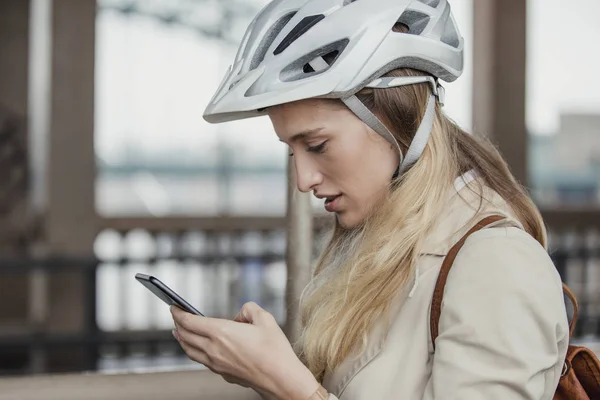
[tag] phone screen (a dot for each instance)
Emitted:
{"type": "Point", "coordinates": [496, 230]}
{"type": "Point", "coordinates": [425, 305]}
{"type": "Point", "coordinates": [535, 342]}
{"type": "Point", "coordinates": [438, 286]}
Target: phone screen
{"type": "Point", "coordinates": [165, 293]}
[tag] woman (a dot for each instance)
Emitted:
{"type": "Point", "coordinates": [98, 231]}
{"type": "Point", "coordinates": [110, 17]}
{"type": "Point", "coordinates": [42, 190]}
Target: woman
{"type": "Point", "coordinates": [352, 87]}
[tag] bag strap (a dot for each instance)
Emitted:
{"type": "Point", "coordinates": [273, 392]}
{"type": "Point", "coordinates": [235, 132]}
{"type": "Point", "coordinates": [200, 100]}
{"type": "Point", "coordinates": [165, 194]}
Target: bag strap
{"type": "Point", "coordinates": [438, 293]}
{"type": "Point", "coordinates": [569, 294]}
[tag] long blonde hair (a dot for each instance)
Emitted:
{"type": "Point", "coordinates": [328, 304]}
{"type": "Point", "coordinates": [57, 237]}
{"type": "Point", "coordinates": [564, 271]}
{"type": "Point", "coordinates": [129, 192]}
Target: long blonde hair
{"type": "Point", "coordinates": [361, 270]}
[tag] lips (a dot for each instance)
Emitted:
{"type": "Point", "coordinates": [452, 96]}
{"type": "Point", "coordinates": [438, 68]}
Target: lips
{"type": "Point", "coordinates": [332, 203]}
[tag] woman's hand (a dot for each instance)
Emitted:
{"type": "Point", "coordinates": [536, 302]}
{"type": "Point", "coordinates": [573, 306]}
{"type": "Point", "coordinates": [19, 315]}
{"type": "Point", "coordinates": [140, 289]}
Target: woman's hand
{"type": "Point", "coordinates": [250, 351]}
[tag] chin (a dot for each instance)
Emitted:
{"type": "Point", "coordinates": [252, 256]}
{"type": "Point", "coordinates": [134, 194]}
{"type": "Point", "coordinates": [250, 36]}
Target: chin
{"type": "Point", "coordinates": [348, 221]}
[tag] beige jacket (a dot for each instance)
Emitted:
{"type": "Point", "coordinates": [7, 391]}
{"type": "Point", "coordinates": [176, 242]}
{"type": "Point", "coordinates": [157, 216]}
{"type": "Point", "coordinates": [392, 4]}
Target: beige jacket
{"type": "Point", "coordinates": [503, 331]}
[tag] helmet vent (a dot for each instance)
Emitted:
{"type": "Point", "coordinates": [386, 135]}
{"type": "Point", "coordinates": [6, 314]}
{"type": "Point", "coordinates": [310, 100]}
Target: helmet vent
{"type": "Point", "coordinates": [450, 36]}
{"type": "Point", "coordinates": [416, 21]}
{"type": "Point", "coordinates": [430, 3]}
{"type": "Point", "coordinates": [301, 68]}
{"type": "Point", "coordinates": [299, 30]}
{"type": "Point", "coordinates": [269, 38]}
{"type": "Point", "coordinates": [329, 59]}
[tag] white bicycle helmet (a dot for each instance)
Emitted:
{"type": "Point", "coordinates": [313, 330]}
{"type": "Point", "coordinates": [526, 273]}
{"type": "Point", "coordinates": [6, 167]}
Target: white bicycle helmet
{"type": "Point", "coordinates": [300, 49]}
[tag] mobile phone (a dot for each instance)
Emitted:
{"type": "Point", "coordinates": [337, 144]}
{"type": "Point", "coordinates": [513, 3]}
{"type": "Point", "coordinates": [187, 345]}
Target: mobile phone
{"type": "Point", "coordinates": [165, 293]}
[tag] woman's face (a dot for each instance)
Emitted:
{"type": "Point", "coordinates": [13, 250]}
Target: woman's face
{"type": "Point", "coordinates": [337, 156]}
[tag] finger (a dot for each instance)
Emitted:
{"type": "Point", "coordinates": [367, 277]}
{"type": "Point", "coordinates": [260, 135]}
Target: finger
{"type": "Point", "coordinates": [194, 340]}
{"type": "Point", "coordinates": [200, 325]}
{"type": "Point", "coordinates": [195, 354]}
{"type": "Point", "coordinates": [235, 381]}
{"type": "Point", "coordinates": [254, 314]}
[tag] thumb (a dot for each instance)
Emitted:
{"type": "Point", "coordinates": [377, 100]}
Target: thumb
{"type": "Point", "coordinates": [251, 313]}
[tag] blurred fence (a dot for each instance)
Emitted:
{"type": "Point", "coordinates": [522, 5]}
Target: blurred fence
{"type": "Point", "coordinates": [216, 264]}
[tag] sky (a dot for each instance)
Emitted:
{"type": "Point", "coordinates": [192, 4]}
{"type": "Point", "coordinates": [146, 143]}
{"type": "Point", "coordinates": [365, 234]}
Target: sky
{"type": "Point", "coordinates": [153, 82]}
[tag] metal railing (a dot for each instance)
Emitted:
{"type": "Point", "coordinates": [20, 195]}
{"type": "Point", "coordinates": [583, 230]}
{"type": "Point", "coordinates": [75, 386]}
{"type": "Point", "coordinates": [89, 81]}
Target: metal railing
{"type": "Point", "coordinates": [217, 264]}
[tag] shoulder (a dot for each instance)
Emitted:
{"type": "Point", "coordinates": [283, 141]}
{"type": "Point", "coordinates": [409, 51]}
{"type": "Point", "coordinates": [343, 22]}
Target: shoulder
{"type": "Point", "coordinates": [509, 255]}
{"type": "Point", "coordinates": [504, 270]}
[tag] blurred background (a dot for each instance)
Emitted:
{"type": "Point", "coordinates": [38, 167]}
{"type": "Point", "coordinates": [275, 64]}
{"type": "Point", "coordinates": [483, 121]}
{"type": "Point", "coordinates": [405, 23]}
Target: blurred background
{"type": "Point", "coordinates": [108, 169]}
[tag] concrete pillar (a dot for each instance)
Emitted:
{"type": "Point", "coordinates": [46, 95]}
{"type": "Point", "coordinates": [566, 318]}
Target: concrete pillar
{"type": "Point", "coordinates": [14, 60]}
{"type": "Point", "coordinates": [499, 87]}
{"type": "Point", "coordinates": [70, 220]}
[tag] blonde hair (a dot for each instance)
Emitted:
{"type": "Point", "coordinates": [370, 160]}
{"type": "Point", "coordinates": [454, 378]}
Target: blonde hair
{"type": "Point", "coordinates": [361, 270]}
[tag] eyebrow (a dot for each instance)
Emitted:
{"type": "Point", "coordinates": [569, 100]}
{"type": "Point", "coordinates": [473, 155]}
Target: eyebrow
{"type": "Point", "coordinates": [304, 134]}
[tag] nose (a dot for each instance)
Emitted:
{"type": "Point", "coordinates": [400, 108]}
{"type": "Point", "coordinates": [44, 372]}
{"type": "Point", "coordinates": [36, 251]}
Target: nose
{"type": "Point", "coordinates": [307, 174]}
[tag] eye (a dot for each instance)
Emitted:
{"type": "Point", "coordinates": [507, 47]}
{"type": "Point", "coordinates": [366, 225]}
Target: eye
{"type": "Point", "coordinates": [318, 149]}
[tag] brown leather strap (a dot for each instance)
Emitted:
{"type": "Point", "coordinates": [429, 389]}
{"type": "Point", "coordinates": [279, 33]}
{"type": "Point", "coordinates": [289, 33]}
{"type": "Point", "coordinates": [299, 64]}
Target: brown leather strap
{"type": "Point", "coordinates": [567, 291]}
{"type": "Point", "coordinates": [438, 293]}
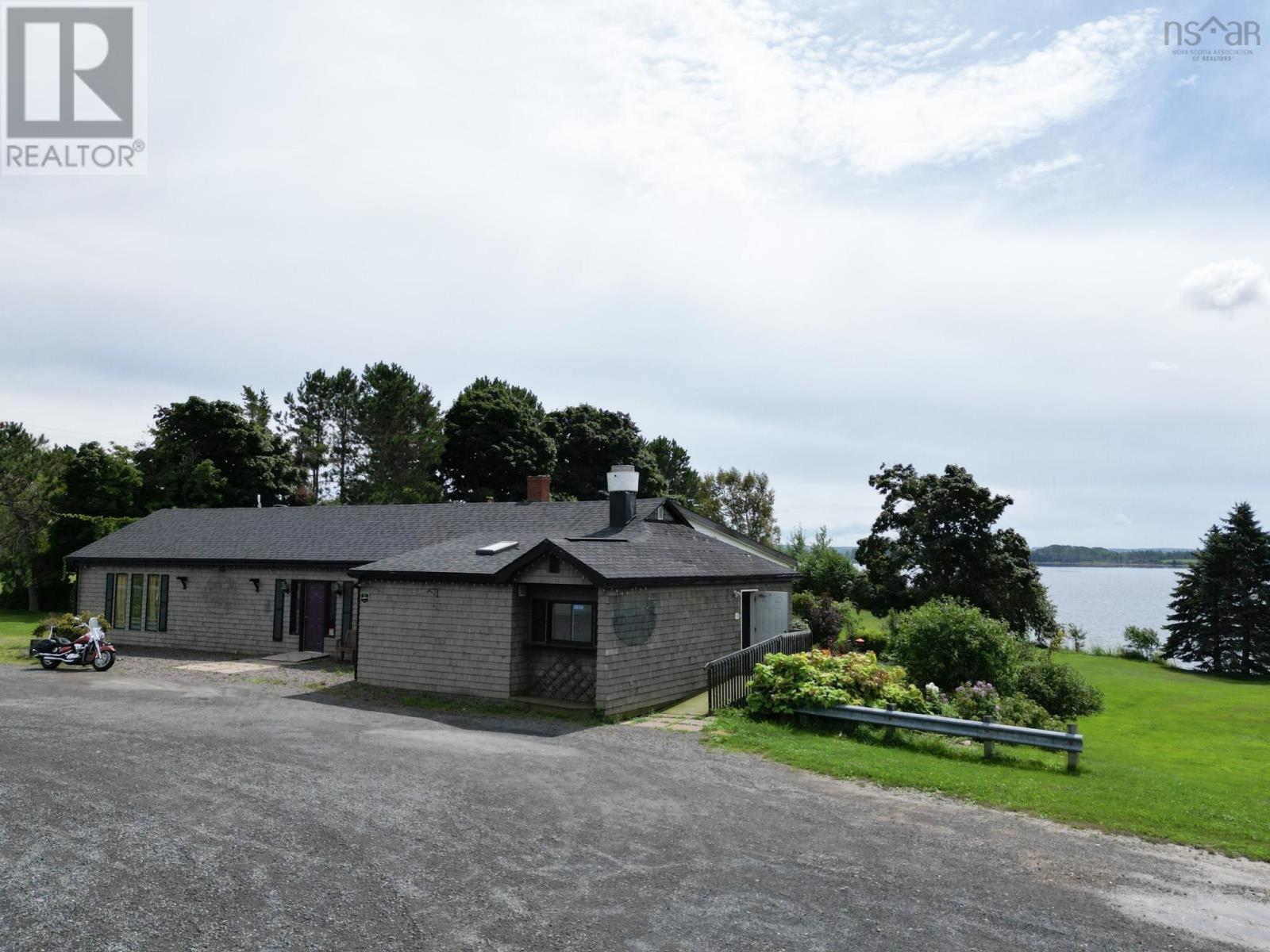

What the exercise asks » List every line above that contains "long". Match upper and lower case exactly.

The solution »
[tag] long blonde hair (a dot for each instance)
Target: long blonde hair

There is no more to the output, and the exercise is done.